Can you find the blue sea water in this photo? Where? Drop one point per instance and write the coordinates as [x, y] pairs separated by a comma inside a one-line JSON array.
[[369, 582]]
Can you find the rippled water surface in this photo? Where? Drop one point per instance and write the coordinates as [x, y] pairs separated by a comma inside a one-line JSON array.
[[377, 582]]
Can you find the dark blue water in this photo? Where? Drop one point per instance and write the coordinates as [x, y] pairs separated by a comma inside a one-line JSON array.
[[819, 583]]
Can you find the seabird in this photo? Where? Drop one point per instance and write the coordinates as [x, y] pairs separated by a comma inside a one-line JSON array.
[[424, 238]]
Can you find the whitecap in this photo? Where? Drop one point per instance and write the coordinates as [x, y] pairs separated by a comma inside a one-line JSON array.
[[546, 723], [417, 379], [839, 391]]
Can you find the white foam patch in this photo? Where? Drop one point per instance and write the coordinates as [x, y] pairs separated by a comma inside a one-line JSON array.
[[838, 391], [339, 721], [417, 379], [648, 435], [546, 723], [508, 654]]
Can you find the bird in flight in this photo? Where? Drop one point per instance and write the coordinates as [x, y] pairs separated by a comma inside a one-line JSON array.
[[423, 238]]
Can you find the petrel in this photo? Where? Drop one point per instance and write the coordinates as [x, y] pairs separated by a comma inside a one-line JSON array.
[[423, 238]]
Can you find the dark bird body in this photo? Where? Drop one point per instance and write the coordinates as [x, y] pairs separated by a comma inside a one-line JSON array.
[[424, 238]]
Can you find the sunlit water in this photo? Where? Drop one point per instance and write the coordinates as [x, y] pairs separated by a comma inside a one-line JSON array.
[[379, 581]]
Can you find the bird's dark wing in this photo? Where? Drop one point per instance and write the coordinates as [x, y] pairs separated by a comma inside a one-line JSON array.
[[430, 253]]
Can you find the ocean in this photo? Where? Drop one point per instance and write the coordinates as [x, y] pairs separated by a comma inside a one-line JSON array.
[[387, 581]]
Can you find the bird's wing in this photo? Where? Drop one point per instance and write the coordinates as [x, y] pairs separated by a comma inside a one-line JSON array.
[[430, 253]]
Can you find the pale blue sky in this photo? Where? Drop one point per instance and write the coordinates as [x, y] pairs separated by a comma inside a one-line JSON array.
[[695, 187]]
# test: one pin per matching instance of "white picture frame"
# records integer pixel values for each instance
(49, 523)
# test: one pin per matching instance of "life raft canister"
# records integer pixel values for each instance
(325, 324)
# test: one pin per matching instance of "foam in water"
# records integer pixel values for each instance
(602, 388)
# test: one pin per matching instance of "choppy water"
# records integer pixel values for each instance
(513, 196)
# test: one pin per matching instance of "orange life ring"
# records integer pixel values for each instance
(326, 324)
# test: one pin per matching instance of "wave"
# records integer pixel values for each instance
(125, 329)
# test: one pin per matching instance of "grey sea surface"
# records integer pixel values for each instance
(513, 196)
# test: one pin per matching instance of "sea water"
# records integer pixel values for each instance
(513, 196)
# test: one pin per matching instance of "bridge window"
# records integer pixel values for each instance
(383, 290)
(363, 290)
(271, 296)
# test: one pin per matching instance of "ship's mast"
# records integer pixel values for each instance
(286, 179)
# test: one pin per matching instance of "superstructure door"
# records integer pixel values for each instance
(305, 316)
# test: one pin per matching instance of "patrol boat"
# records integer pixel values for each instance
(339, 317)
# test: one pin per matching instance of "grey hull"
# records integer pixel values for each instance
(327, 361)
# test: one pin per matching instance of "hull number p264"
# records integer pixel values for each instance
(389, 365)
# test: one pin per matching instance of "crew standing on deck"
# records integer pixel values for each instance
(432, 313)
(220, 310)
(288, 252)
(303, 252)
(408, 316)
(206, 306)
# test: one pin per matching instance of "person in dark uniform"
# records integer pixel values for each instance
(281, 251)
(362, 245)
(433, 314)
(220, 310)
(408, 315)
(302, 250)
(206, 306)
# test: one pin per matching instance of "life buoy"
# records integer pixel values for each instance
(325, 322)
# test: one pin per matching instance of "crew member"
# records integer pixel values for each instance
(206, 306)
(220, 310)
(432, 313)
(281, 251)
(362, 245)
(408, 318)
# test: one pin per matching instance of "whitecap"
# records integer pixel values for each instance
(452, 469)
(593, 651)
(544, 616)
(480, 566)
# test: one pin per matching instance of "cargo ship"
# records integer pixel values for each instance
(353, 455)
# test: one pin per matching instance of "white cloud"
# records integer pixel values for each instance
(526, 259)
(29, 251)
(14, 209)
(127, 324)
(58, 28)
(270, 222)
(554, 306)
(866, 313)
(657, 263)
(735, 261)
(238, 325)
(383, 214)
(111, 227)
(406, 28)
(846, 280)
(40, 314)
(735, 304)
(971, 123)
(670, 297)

★ ★ ★ ★ ★ ★ ★

What needs to be done
Arrange all of the records above as a numbered list, omitting any blank lines.

Output of the exercise
1. Can you find the blue sea water in this photo? Where? Drop one point per instance and write the coordinates as [x, y] pairs separated by a comma inside a one-line JSON array.
2. [[369, 582]]
3. Can you find the rippled water surface in this photo? Where? Drop one point per instance and write the coordinates as [x, y] pairs separated by a comma inside a one-line JSON array.
4. [[377, 582]]
5. Can you find the dark blue water in this photo? Where? Drop one point per instance and write the coordinates as [x, y] pairs separated by a comma inside a one-line JSON array.
6. [[819, 583]]
7. Can you find the seabird in this photo? Where? Drop one point per instance and write the coordinates as [x, y] pairs separated by a comma inside a one-line JSON array.
8. [[424, 238]]
9. Can you find the whitecap in this photo? Where? Drop one point per instance and write the coordinates as [x, y] pairs separated by a comma inside a one-line JSON array.
10. [[546, 723], [417, 379], [839, 391]]
11. Can you find the white foam patch in this photo? Where? Drop one point per instance and write the coordinates as [x, y] pairs separated by a comma inside a one-line JSON array.
12. [[838, 391], [339, 721], [417, 379], [648, 435], [546, 723], [508, 654]]
13. Can you find the bird in flight in this photo? Where? Drop one point per instance and write the coordinates as [x, y] pairs separated by a comma inside a one-line JSON array.
14. [[423, 238]]
15. Can you find the petrel in this photo? Where? Drop one point per instance and write the coordinates as [x, y] pairs separated by a comma inside a one-line JSON array.
16. [[423, 238]]
17. Can you find the dark bird body in this photo? Where? Drop one point per instance and write the coordinates as [x, y] pairs separated by a comma inside a one-line JSON array.
18. [[424, 238]]
19. Can you find the sunlit water in this photo? Where? Drop one point per instance and write the coordinates as [x, y] pairs separated by a comma inside a one-line JSON array.
20. [[379, 581]]
21. Can you find the bird's dark wing in this photo? Where? Drop one point per instance and write the coordinates as [x, y] pairs separated by a comma inside a one-line JSON array.
22. [[430, 253]]
23. Can you find the ocean in this photo? Where? Drop one point per instance and write the coordinates as [x, y] pairs separated by a comma inside a one-line JSON array.
24. [[387, 581]]
25. Can you find the bird's wing in this photo? Where? Drop one point per instance and write the coordinates as [x, y] pairs separated by a comma inside a one-line JSON array.
26. [[430, 253]]
27. Can you find the pale blue sky in this photo? Where? Drop one point per instance and write the coordinates as [x, y] pairs separated by a comma inside a one-line JSON array.
28. [[695, 187]]
29. # test: one pin per matching instance of "white picture frame"
30. # records integer pixel values for each instance
31. (49, 523)
32. # test: one pin per matching instance of "life raft canister"
33. # records integer pixel values for each instance
34. (325, 324)
35. # test: one pin per matching instance of "foam in water"
36. # records integer pixel values for each instance
37. (602, 388)
38. # test: one pin per matching instance of "choppy water"
39. # records integer pixel values for each instance
40. (513, 196)
41. # test: one pin per matching instance of "orange life ring"
42. # records integer pixel values for each instance
43. (326, 324)
44. # test: one pin per matching instance of "wave"
45. # records integer pixel values for each instance
46. (125, 329)
47. # test: one pin per matching instance of "grey sea surface"
48. # records integer pixel values for each instance
49. (513, 196)
50. # test: one pin per matching instance of "sea water"
51. # records integer pixel values for each instance
52. (513, 196)
53. # test: one pin per matching instance of "bridge window"
54. # records integer pixel values for each instance
55. (383, 290)
56. (363, 290)
57. (271, 296)
58. # test: one pin per matching instance of "ship's mast"
59. # records integer pixel values for each instance
60. (286, 179)
61. # test: one pin per matching instance of "superstructure door"
62. # records integer pixel values for each instance
63. (305, 316)
64. # test: one pin per matching instance of "patrol boat"
65. # records integer pixel values for each instance
66. (339, 317)
67. # test: one pin per matching instance of "grey hull"
68. # records integer pixel values for each instance
69. (327, 361)
70. # test: one pin per matching instance of "hull number p264"
71. # records integer pixel values for each instance
72. (389, 365)
73. # test: one pin per matching instance of "crew standing on deck"
74. # records integer pixel values for each instance
75. (432, 313)
76. (220, 310)
77. (288, 252)
78. (303, 252)
79. (408, 316)
80. (206, 306)
81. # test: one pin per matching instance of "person in dark uniform"
82. # records integer pixel values for each instance
83. (281, 251)
84. (362, 245)
85. (433, 314)
86. (220, 310)
87. (408, 315)
88. (302, 250)
89. (206, 306)
90. # test: one pin per matching instance of "life buoy"
91. # records integer pixel values for each instance
92. (325, 322)
93. # test: one pin per matching instance of "crew member"
94. # records integer pixel values for each instance
95. (206, 306)
96. (220, 310)
97. (432, 313)
98. (281, 251)
99. (362, 245)
100. (408, 318)
101. # test: one pin per matching instance of "whitecap"
102. # records integer pixel values for each instance
103. (452, 469)
104. (593, 651)
105. (544, 616)
106. (480, 566)
107. # test: one pin per matching instance of "cargo ship"
108. # records integer pixel values for each instance
109. (353, 455)
110. # test: one pin per matching instance of "white cloud"
111. # records integer pixel values for each instance
112. (526, 259)
113. (29, 251)
114. (14, 209)
115. (127, 324)
116. (58, 28)
117. (270, 222)
118. (554, 306)
119. (866, 313)
120. (657, 263)
121. (735, 261)
122. (238, 325)
123. (383, 214)
124. (111, 227)
125. (406, 28)
126. (846, 280)
127. (40, 314)
128. (735, 304)
129. (971, 123)
130. (670, 297)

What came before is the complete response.